━━ 本文抜粋 ━━
2022年11月 No.117 

インフォメーション コラム

「電線好き」からアンバサダーへ
伝えることで育む電線業界の未来

俳優 石山 蓮華 氏

プロフィール
 電線愛好家の俳優として独自の立ち位置を確立し、テレビ、ラジオ、イベント、トークショーなどで、熱い電線愛を語り続ける一方、Instagram(@renge_ge)などを通じて多彩な電線写真を発表している。2019年、日本電線工業会「電線の日」スペシャルコンテンツを監修。また、同年にリリースしたオリジナルDVD『電線礼讃』(アミューズソフト)では、プロデュース・出演を務めて話題となった。
 文筆家としても、2021年に初の単著『犬もどき読書日記』(晶文社)を刊行。2022年12月には電線偏愛エッセイ『電線の恋人』(平凡社)を刊行予定。『Rolling Stone Japan』(ネコ・パブリッシング)、『月刊電設資材』(電設出版)、『母の友』(福音館書店)、『週刊朝日』(朝日新聞出版)などのほか、『She is』『ホンシェルジュ』など情報ウェブサイトにも多数寄稿している。

写真:石山蓮華氏

 電線愛好家として知られる俳優の石山蓮華さんが、2022年6月に電線アンバサダーに就任。積極的に電線の現場に足を運び、取材と発信を継続する石山さん。電線の知識と愛もより深いものになりつつあるのではないでしょうか。今回は活動のお話を通じて、アンバサダーが電線業界にどんな役割を果たしていくのか伺いました。

電線の役割と魅力をすべての人に伝える活動

-電線アンバサダー就任後の活動について教えてください
 アンバサダーの主な活動として、ライターとして取材に行き、記事の執筆や情報の発信を行っています。レポーターとして私自身が動画に出演することもありますね。
 就任以前は、電線の形状や被覆材などの外見に惹かれ、個人的に楽しんでいました。ですが就任後は電線そのものだけでなく、そこに関わる人や社会環境も考えるようにもなりました。
 電線はあって当たり前の空気のような存在。だからこそ背景にどのような人が関わり、生産されているかはなかなか想像されにくいと思います。
 私自身アンバサダー就任式では電線業界の方々のお顔を直接拝見して、「本当にたくさんの方々のおかげで世の中の電線と電力供給は支えられていて、私は電線を愛でられていたんだ」と気づきました。
 以来、身近にあるのになかなか知られていない電線とその役割を、電線を使うすべての人々に伝えていきたいという思いから、精力的に活動しています。
━━━
━━ 行の抜粋 ━━
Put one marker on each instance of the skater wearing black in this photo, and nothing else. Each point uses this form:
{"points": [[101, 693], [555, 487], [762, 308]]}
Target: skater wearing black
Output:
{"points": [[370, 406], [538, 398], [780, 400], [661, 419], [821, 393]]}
━━━
上にある電線アンバサダーへのインタビュー記事を、最後の文のすぐ後から引き継いで書き進めてください。

記述回答
-取材の様子を教えてください
 まずは日本電線工業会を通じて取材に協力してくれる企業様を募り、取材の企画書を作成。取材先の会社さんと打ち合わせをしながら、記事の方向性を決定しています。
 電線業界はB to Bで事業展開している企業様がほとんど。だからこそ、一般消費者の皆様が、作り手の顔や現場の様子を知り、電線の世界を少しでも身近に感じられるような記事を目指しています。

-実際に取材してみていかがでしたか?
 取材現場では、とても楽しそうに生き生きと電線について話してくださる方もおられて、ひとりの電線好きとしてとても嬉しいですね。
 一方で、謙遜される方も少なからずおられ、その背景にはもちろん、仕事への意識の高さがあると思います。それだけでなく、電線に対する認知度の低さや消費者からの声の届きにくさも関係していると思います。電線自体が長い時間を経ても形状が大きく変化していない製品だからこそ、細やかな改良や企業努力の伝わりにくさも一因しているのではないでしょうか。
 電線アンバサダーとして、丁寧な取材を通じて、電線の社会的な役目と面白さをお伝えしていきたいと思っています。業界で働く方々のなかにも電線愛好家を増やしていきたいですね。

「伝える」力で、業界の未来を盛り上げる

─電線アンバサダーとしてこれからの目標はありますか?

 電線アンバサダーのミッションは電線業界に関心を寄せる人を増やし、業界全体を盛り上げること。実は、電線業界は社会に欠かせない仕事である一方、次世代の担い手不足という課題を抱えています。
 その理由の1つとして、電線業界でどんな人がどんな仕事をしているか、具体的にイメージしにくいことがあるのではないでしょうか。
 だからこそ、現場で働く人にフォーカスし、電線産業の魅力とリアルな様子を伝えながら、次世代の担い手に訴求していきたいです。
 個人的な「電線愛好家」だった私が、電線アンバサダーに任命していただけたことで、電線業界に関わらせてもらう機会も増えました。
 アンバサダーの「伝える」という盛り上げ方は、時間をかけて芽が出てくるもの。電線愛を大切にしつつも、活動の一つ一つについて業界の皆様と真摯に向き合い、広報活動の積み重ねが未来の電線業界につながるよう使命感を持って取り組んでいます。
 そして、いつか「石山に頼んでよかったな」と思っていただけたら嬉しいですね。

写真

「電線のある風景」は魅力的

-最後に、気軽な電線の楽しみ方を教えていただきたいです
 たとえば、「電線の写真を撮る」というのは、簡単に始められる楽しみ方の1つ。形が固まり切らない柔らかい印象や合理的な理由で最適化された形状など、撮影することで細部まで観察でき、新たな発見があります。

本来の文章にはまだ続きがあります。